## PASSAGE TO READ
It sounds like, if anything, I am underfeeding him now. About 4 pellets a day. two in the morning and two in the evening. Tomorrow I am going to give him his first BLOOD WORM.



SlinkyInk said:


> I mainly feed brine shrimp as a treat. Plus, and I'm not sure if it has anything to do with the shrimp, but the very next day after I started with the brine shrimp he started making bubble nests. And he's made a bubble nest every day since, which tells me he's happy


No Bubbles for me yet. He "burps" under water every now and then and bubbles float to the surface, but thats it. 



Tikibirds said:


> Water changes are pretty basic. Just make sure that your hands are clean so nothing icky gets in the new water, add the conditioner and slowly accumate the fish to the new water so if the temps are different, he won't go into shock :-D


I got the first water change done and I think I did about 50% of the tank. The tool i got to help, the gravity water pump, though cool, was way to big for the tank and did not work. I just pulled the attachent off and used the tubing to get the water out. Worked well.



Tikibirds said:


> I just left Alaska last month after 12 years. I do NOT recommend driving out in wintertime :shock: Anyways, since fairbanks was pretty limited and freakin expensive, try searching ebay for decor and heaters. I got about 10 heaters (I had 23 bettas when I lived in fairbanks) off ebay for less then 1/2 the price of Petco in Fairbanks. You may have to search for a while but eventually one will pop up with decent shipping. Alot of my decor came from sellers in china. Again, their stuff was cheaper then anything locally and some of them ship free internationally (however there is one seller that will NOT ship to AK or HI). All my bettas love the sillicon anemoneas - you may want to pick up one for your guy. It so cute when they try and wiggle their way inisde of it.

## Source data
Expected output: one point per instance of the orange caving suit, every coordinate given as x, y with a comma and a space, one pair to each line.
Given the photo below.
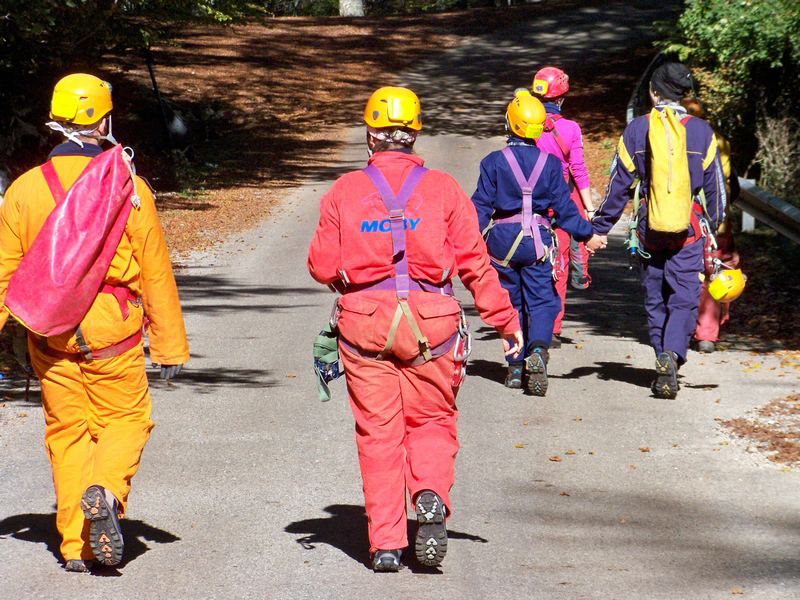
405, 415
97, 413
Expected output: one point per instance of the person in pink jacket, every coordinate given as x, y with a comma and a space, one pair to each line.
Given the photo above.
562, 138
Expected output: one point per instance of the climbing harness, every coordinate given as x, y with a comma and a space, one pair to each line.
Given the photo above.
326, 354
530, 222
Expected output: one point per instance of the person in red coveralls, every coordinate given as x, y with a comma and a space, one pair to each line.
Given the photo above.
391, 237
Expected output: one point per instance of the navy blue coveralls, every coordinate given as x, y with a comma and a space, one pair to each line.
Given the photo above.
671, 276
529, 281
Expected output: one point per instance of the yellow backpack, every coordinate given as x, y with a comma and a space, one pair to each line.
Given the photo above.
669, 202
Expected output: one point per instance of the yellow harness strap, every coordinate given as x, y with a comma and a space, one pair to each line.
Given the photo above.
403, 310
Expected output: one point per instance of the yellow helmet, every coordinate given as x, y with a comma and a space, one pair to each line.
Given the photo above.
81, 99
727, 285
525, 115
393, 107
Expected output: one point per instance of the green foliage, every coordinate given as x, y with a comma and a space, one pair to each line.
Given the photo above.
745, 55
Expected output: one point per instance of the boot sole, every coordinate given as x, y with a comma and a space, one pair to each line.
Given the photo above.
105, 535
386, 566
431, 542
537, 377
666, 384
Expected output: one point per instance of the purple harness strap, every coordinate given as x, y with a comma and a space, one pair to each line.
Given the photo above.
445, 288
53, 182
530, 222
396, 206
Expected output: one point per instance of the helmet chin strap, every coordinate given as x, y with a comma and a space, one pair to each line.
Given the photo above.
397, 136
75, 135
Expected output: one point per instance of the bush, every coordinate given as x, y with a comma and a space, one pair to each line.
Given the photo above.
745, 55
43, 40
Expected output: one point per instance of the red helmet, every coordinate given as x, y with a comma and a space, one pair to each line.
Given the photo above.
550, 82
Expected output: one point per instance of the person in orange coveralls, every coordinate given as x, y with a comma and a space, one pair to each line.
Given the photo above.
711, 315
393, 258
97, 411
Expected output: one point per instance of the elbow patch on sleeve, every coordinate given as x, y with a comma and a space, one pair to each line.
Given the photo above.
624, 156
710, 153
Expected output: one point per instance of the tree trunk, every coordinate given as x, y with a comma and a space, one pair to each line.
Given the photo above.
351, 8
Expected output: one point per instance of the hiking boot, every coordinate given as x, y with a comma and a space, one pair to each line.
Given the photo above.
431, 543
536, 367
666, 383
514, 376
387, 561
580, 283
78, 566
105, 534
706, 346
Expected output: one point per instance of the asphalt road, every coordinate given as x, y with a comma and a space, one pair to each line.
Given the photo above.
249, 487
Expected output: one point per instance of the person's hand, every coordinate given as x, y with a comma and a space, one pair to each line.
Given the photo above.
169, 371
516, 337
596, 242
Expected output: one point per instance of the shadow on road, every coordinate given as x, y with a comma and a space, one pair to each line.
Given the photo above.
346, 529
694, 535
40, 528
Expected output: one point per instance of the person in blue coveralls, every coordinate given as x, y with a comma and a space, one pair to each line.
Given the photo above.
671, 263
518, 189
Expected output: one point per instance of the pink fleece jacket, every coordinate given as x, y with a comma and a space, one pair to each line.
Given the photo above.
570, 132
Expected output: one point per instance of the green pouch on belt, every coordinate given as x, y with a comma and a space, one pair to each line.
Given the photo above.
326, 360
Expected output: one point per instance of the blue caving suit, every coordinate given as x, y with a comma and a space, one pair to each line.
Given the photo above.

## PROBLEM DETAILS
Continue the betta care forum thread above, starting immediately after its final sentence.

## RESULT
Thanks for the advice! I love the idea of the *Sillicon Anemoneas*, but I think i am suffering from not having a big enough tank. Not for Betta Max, but for me. I don't know how best to solve that. I am so worried about how much space a bigger tank will take up. How ugly it might look with power cords and dealing with water changes. I guess that is the next thing I need to research. *Aquarium tank setups/management*.

But the water change went well. Probably do another one tomorrow. He is still eating well. Seems really happy and I need to come up with some games for the guy to keep him occupied. 

Again I want to thank everyone for all their help and advice.


----------



## Aus (Feb 3, 2012)

I have found the Dymax IQ5 quite a good home for Sid - I have issues with keeping larger tanks, as I worry I can't physically take care of them properly. The IQ5 is acrylic and light to lift even with a little water still in it. It's around 3.5 gallons all up, and square, so fits most anywhere, and is also quite attractive in design. Sid seems really happy in it, though I think it's important to have 'interactive' decor a fish may want to explore a lot - floater plants, moss, hidey spaces - as there's not a lot of horizontal swim space. I find Sid has no trouble keeping himself busy in all that.

The tank (heater extra) isn't cheap, though. But it works so well for me, I don't mind the cost.


----------



## Laki (Aug 24, 2011)

Don't worry about the bubble nest thing. In my memory of bettas I have owned in the past and now Bowser is the only one who gives me daily bubbles. Lakitu was obviously very happy with the life I gave him but he too would "burp" one or two bubbles. Nothing to ever make a nest with. The process of bubble nests is a different one too. I videotaped Bowser making his nest <3<3 
What I mean to say, not alll betta wil make bubble nests. For unknown reasons really. But it doesn't mean you are not providing a good home!


----------



## Youseph (Feb 15, 2012)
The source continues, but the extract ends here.